____ Texto de lectura

Por eso tuvo que nacer, y fue justo su nacimiento (nosotros no recatamos ninguna verdad), el socialismo. Los obreros tuvieron que defenderse contra aquel sistema, que sólo les daba promesas de derechos, pero no se cuidaba de proporcionarles una vida justa.
Ahora, que el socialismo, que fue una reacción legítima contra aquella esclavitud liberal, vino a descarriarse, porque dio, primero, en la interpretación materialista de la vida y de la Historia; segundo, en un sentido de represalia; tercero, en una proclamación del dogma de la lucha de clases.
El socialismo, sobre todo el socialismo que construyeron, impasibles en la frialdad de sus gabinetes, los apóstoles socialistas, en quienes creen los pobres obreros, y que ya nos ha descubierto tal como eran Alfonso García Valdecasas; el socialismo así entendido, no ve en la Historia sino un juego de resortes económicos: lo espiritual se suprime; la Religión es un opio del pueblo; la Patria es un mito para explotar a los desgraciados. Todo eso dice el socialismo. No hay más que producción, organización económica. Así es que los obreros tienen que estrujar bien sus almas para que no quede dentro de ellas la menor gota de espiritualidad.
No aspira el socialismo a restablecer una justicia social rota por el mal funcionamiento de los Estados liberales, sino que aspira a la represalia; aspira a llegar en la injusticia a tantos grados más allá cuantos más acá llegaran en la injusticia los sistemas liberales.
Por último, el socialismo proclama el dogma monstruoso de la lucha de clases; proclama el dogma de que las luchas entre las clases son indispensables, y se producen naturalmente en la vida, porque no puede haber nunca nada que las aplaque. Y el socialismo, que vino a ser una crítica justa del liberalismo económico, nos trajo, por otro camino, lo mismo que el liberalismo económico: la disgregación, el odio, la separación, el olvido de todo vínculo de hermandad y de solidaridad entre los hombres.
Así resulta que cuando nosotros, los hombres de nuestra generación, abrimos los ojos, nos encontramos con un mundo en ruina moral, un mundo escindido en toda suerte de diferencias; y por lo que nos toca de cerca, nos encontramos en una España en ruina moral, una España dividida por todos los odios y por todas las pugnas. Y así, nosotros hemos tenido que llorar en el fondo de nuestra alma cuando recorríamos los pueblos de esa España maravillosa, esos pueblos en donde todavía, bajo la capa más humilde, se descubren gentes dotadas de una elegancia rústica que no tienen un gesto excesivo ni una palabra ociosa, gentes que viven sobre una tierra seca en apariencia, con sequedad exterior, pero que nos asombra con la fecundidad que estalla en el triunfo de los pámpanos y los trigos. Cuando recorríamos esas tierras y veíamos esas gentes, y las sabíamos torturadas por pequeños caciques, olvidadas por todos los grupos, divididas, envenenadas por predicaciones tortuosas, teníamos que pensar de todo ese pueblo lo que él mismo cantaba del Cid al verle errar por campos de Castilla, desterrado de Burgos:
¡Dios, qué buen vasallo si ovierá buen señor!

________

§ Ejercicio escrito 1: Localiza todas las líneas de los registros que contienen la palabra "surface" y cópialas tal cual. Se distingue entre mayúsculas y minúsculas.
El texto y los registros proceden de fuentes distintas.

____ Datos mostrados

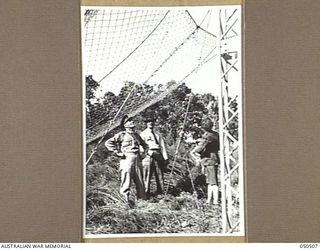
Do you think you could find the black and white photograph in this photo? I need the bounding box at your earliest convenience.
[81,5,245,238]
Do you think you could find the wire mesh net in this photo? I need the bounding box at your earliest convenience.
[83,8,216,143]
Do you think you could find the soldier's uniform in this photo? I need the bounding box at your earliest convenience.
[105,120,147,200]
[191,120,220,204]
[140,122,168,195]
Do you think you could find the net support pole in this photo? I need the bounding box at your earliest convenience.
[219,9,242,233]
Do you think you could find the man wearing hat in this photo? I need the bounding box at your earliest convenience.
[105,116,148,204]
[140,117,168,196]
[190,119,220,205]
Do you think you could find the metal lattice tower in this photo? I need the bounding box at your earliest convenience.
[219,9,243,233]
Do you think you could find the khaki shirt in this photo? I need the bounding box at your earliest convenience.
[105,131,148,154]
[140,128,168,160]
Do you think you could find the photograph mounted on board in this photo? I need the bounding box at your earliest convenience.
[81,5,244,238]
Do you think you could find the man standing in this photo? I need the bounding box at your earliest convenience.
[105,116,148,205]
[140,117,168,196]
[191,119,220,205]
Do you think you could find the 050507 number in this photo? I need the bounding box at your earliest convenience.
[300,243,318,248]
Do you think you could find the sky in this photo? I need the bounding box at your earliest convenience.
[84,6,241,96]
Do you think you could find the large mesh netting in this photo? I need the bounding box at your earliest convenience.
[82,8,216,143]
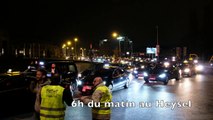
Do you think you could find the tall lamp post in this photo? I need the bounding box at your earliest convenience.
[74,38,78,57]
[67,41,72,57]
[112,32,121,57]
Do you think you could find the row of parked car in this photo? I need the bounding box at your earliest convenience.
[132,61,204,85]
[0,60,130,119]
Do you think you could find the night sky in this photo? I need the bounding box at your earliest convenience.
[0,0,213,57]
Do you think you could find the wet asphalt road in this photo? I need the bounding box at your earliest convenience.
[66,74,213,120]
[4,71,213,120]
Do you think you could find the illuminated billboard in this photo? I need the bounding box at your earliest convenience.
[146,47,156,54]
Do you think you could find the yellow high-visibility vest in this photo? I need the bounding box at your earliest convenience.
[92,86,112,115]
[40,85,65,120]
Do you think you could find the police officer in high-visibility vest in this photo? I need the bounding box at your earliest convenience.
[40,76,73,120]
[80,77,112,120]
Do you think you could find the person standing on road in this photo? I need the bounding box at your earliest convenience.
[39,76,73,120]
[80,77,112,120]
[30,69,51,120]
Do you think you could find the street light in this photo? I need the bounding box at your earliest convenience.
[74,38,78,57]
[112,32,124,57]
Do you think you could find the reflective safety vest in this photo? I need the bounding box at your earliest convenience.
[92,86,112,115]
[40,85,65,120]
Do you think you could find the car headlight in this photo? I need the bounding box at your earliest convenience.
[195,65,203,71]
[143,72,148,77]
[77,80,82,85]
[133,70,138,74]
[78,73,82,78]
[159,73,166,78]
[103,81,106,85]
[184,68,190,73]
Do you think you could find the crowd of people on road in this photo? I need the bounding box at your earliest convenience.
[30,69,112,120]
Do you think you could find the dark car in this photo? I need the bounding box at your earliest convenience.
[45,60,78,90]
[143,64,181,85]
[78,66,130,95]
[0,73,35,119]
[180,63,196,77]
[132,62,148,78]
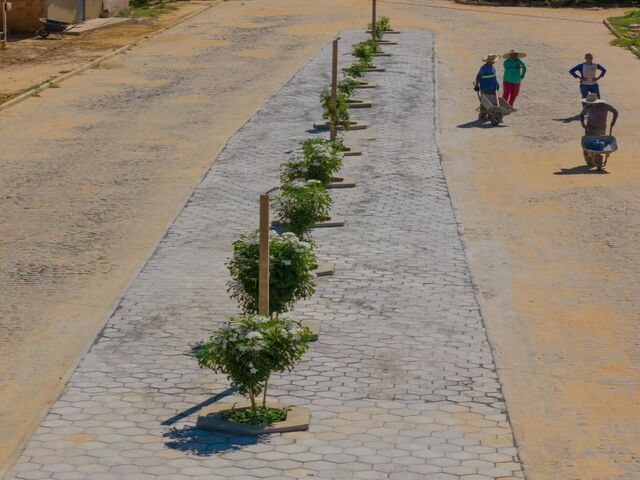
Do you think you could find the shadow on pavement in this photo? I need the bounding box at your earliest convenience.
[553,165,609,175]
[161,388,236,425]
[163,425,267,456]
[457,120,506,128]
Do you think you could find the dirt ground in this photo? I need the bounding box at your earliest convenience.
[0,0,210,103]
[0,0,640,480]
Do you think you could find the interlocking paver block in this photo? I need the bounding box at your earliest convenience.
[7,31,522,480]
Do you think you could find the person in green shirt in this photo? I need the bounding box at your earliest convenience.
[502,50,527,106]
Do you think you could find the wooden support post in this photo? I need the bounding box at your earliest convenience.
[0,0,9,50]
[258,193,269,317]
[329,38,338,142]
[371,0,377,42]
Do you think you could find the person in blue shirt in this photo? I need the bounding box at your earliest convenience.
[473,55,500,120]
[569,53,607,99]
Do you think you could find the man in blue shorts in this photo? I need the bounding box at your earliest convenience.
[569,53,607,98]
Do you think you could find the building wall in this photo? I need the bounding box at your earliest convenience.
[7,0,45,32]
[7,0,121,32]
[102,0,129,17]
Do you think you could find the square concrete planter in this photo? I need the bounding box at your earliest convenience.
[327,177,356,188]
[367,30,400,35]
[342,147,362,157]
[347,99,373,108]
[356,81,378,88]
[313,122,368,131]
[314,262,336,278]
[196,402,311,435]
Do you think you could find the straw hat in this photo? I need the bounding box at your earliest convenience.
[582,92,605,103]
[502,50,527,58]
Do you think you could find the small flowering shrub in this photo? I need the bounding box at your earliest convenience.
[320,88,350,128]
[227,232,318,315]
[344,62,366,79]
[196,314,311,412]
[362,38,382,55]
[273,179,333,238]
[280,138,344,185]
[376,17,391,32]
[337,77,358,99]
[353,42,376,68]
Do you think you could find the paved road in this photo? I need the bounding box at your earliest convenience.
[0,0,640,480]
[0,2,364,470]
[9,32,522,480]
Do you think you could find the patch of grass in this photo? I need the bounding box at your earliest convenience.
[220,406,288,425]
[609,9,640,54]
[119,3,178,18]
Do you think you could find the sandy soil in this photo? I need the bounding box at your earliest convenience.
[0,1,210,103]
[0,0,640,480]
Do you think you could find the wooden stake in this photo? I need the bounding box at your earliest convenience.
[258,193,269,317]
[371,0,376,41]
[0,0,9,50]
[329,38,338,141]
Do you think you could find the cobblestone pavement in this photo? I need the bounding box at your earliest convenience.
[8,32,523,480]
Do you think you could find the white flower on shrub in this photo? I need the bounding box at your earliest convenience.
[245,332,262,340]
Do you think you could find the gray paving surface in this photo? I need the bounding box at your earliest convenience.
[8,32,522,480]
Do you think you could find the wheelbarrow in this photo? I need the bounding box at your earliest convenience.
[476,88,516,127]
[580,127,618,171]
[36,18,72,38]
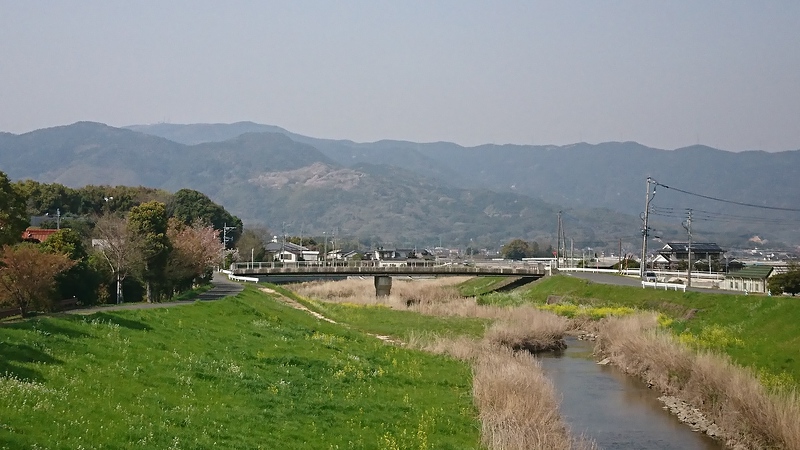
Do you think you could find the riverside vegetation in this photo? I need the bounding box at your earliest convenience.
[294,279,595,449]
[0,287,480,449]
[463,277,800,449]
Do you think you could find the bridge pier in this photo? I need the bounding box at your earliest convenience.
[375,275,392,297]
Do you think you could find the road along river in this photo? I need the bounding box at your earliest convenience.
[538,338,725,450]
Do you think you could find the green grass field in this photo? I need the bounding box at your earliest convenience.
[0,287,482,449]
[480,276,800,386]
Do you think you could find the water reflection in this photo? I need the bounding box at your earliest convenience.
[539,339,724,450]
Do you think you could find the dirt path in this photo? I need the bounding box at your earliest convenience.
[261,287,405,345]
[64,272,244,315]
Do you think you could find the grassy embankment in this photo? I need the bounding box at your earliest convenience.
[468,276,800,387]
[292,279,595,450]
[468,277,800,449]
[0,287,480,449]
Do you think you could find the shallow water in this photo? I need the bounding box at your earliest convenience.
[538,338,725,450]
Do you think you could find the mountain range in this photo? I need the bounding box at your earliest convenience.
[0,122,800,252]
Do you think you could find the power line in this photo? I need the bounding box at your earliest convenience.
[656,182,800,212]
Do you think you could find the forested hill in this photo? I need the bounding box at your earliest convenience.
[0,122,800,248]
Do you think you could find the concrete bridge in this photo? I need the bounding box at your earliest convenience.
[230,261,545,296]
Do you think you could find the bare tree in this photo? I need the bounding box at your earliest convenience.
[167,219,224,292]
[93,215,142,303]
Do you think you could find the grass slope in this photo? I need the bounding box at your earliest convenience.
[482,276,800,385]
[0,288,480,449]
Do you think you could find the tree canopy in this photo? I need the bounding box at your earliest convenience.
[0,243,75,316]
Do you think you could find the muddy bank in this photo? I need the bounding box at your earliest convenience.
[595,314,800,449]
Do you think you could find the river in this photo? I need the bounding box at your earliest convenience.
[538,338,725,450]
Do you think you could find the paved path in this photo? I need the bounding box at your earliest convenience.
[561,272,744,295]
[64,272,244,315]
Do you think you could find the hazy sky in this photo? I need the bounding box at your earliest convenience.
[0,0,800,151]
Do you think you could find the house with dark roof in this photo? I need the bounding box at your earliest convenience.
[22,227,58,243]
[264,237,319,262]
[655,242,725,269]
[720,264,774,294]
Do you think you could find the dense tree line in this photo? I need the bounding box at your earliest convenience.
[0,172,242,314]
[500,239,554,259]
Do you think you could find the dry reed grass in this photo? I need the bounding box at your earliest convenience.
[597,314,800,449]
[485,306,569,353]
[294,277,570,352]
[409,335,597,450]
[295,278,596,450]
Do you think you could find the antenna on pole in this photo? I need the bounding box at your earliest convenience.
[639,177,658,280]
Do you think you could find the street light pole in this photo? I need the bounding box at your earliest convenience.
[639,177,658,280]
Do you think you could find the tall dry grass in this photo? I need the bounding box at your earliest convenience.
[294,277,570,352]
[597,314,800,449]
[484,306,569,353]
[294,278,596,450]
[409,335,597,450]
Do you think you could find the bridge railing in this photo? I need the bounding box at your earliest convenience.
[230,261,544,275]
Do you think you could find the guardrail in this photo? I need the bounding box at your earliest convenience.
[228,274,258,283]
[642,281,686,292]
[230,261,545,276]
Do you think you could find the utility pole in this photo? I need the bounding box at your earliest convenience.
[222,222,236,267]
[280,222,286,262]
[683,209,692,287]
[555,211,564,268]
[569,238,575,267]
[639,177,658,280]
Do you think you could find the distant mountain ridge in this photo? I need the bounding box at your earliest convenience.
[0,122,800,249]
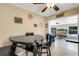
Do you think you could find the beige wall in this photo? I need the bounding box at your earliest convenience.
[0,4,45,47]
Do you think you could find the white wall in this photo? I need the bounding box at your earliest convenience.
[48,15,78,33]
[0,4,45,47]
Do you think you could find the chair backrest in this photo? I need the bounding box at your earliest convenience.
[46,34,55,46]
[26,32,34,36]
[46,33,51,46]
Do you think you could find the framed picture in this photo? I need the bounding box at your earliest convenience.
[14,17,23,24]
[34,24,37,27]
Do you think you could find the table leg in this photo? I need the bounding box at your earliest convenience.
[9,43,17,56]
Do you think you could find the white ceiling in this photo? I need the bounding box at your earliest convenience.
[12,3,79,17]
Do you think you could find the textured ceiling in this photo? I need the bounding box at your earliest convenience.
[12,3,79,17]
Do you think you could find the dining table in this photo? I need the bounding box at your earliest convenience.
[9,35,44,56]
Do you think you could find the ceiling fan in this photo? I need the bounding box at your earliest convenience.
[33,3,60,12]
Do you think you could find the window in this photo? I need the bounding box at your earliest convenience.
[69,26,78,34]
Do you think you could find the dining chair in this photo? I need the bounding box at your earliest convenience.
[38,33,52,56]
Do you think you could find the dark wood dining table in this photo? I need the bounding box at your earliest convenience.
[9,35,44,56]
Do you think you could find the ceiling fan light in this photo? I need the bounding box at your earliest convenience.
[47,3,55,8]
[51,3,55,7]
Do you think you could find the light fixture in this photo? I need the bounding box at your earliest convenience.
[47,3,55,8]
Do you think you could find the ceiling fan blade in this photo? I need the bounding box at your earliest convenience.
[41,7,48,12]
[53,5,60,11]
[33,3,45,4]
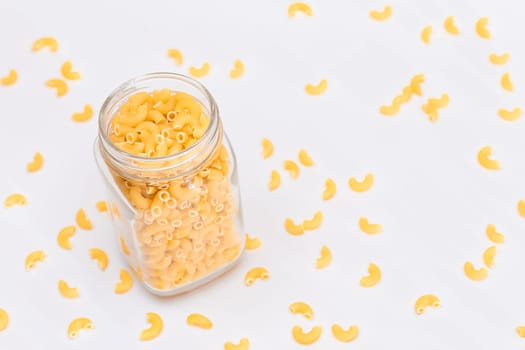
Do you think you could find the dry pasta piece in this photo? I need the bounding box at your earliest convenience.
[478,146,500,170]
[463,261,489,281]
[58,280,80,299]
[186,314,213,329]
[288,2,313,18]
[332,323,359,343]
[304,79,328,96]
[292,326,323,345]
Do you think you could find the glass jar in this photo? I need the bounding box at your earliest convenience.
[94,73,244,295]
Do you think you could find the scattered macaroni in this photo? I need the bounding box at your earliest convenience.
[27,152,44,173]
[289,301,314,320]
[71,104,93,122]
[67,317,93,339]
[414,294,441,315]
[359,217,383,235]
[332,324,359,343]
[304,79,328,96]
[359,263,381,287]
[57,226,77,250]
[292,326,323,345]
[370,5,392,21]
[139,312,164,340]
[463,261,489,281]
[58,280,79,299]
[315,245,332,269]
[89,248,109,271]
[25,250,47,271]
[244,267,270,286]
[115,269,133,294]
[478,146,500,170]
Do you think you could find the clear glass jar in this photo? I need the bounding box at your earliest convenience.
[94,73,244,295]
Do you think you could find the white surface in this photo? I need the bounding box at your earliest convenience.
[0,0,525,350]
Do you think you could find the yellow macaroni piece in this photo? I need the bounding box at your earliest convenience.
[89,248,109,271]
[486,224,504,244]
[359,263,381,287]
[443,16,459,35]
[359,217,383,235]
[323,179,337,201]
[0,69,18,86]
[139,312,164,340]
[186,314,213,329]
[67,317,93,339]
[298,149,314,166]
[288,2,313,18]
[230,60,244,79]
[332,324,359,343]
[261,138,273,159]
[75,208,93,230]
[168,49,183,66]
[303,210,323,231]
[304,79,328,96]
[4,193,27,208]
[57,226,77,250]
[268,170,281,191]
[463,261,489,281]
[414,294,441,315]
[27,152,44,173]
[244,267,270,286]
[284,218,304,236]
[289,301,314,320]
[478,146,500,170]
[498,107,521,121]
[60,61,80,80]
[25,250,47,271]
[292,326,323,345]
[58,280,79,299]
[189,62,210,78]
[71,104,93,122]
[483,245,497,269]
[315,245,332,269]
[245,234,261,250]
[489,52,510,64]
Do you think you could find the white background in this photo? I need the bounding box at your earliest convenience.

________

§ Ejercicio escrito 2: Devuelve literalmente el fragmento del texto sobre el socialismo que va desde "No aspira el" hasta "los sistemas liberales.".

§ Respuesta del ejercicio 1:
Do you think you could find the gray paving surface in this photo? I need the bounding box at your earliest convenience.
Do you think you could find the white surface in this photo? I need the bounding box at your earliest convenience.

§ Respuesta del ejercicio 2:
No aspira el socialismo a restablecer una justicia social rota por el mal funcionamiento de los Estados liberales, sino que aspira a la represalia; aspira a llegar en la injusticia a tantos grados más allá cuantos más acá llegaran en la injusticia los sistemas liberales.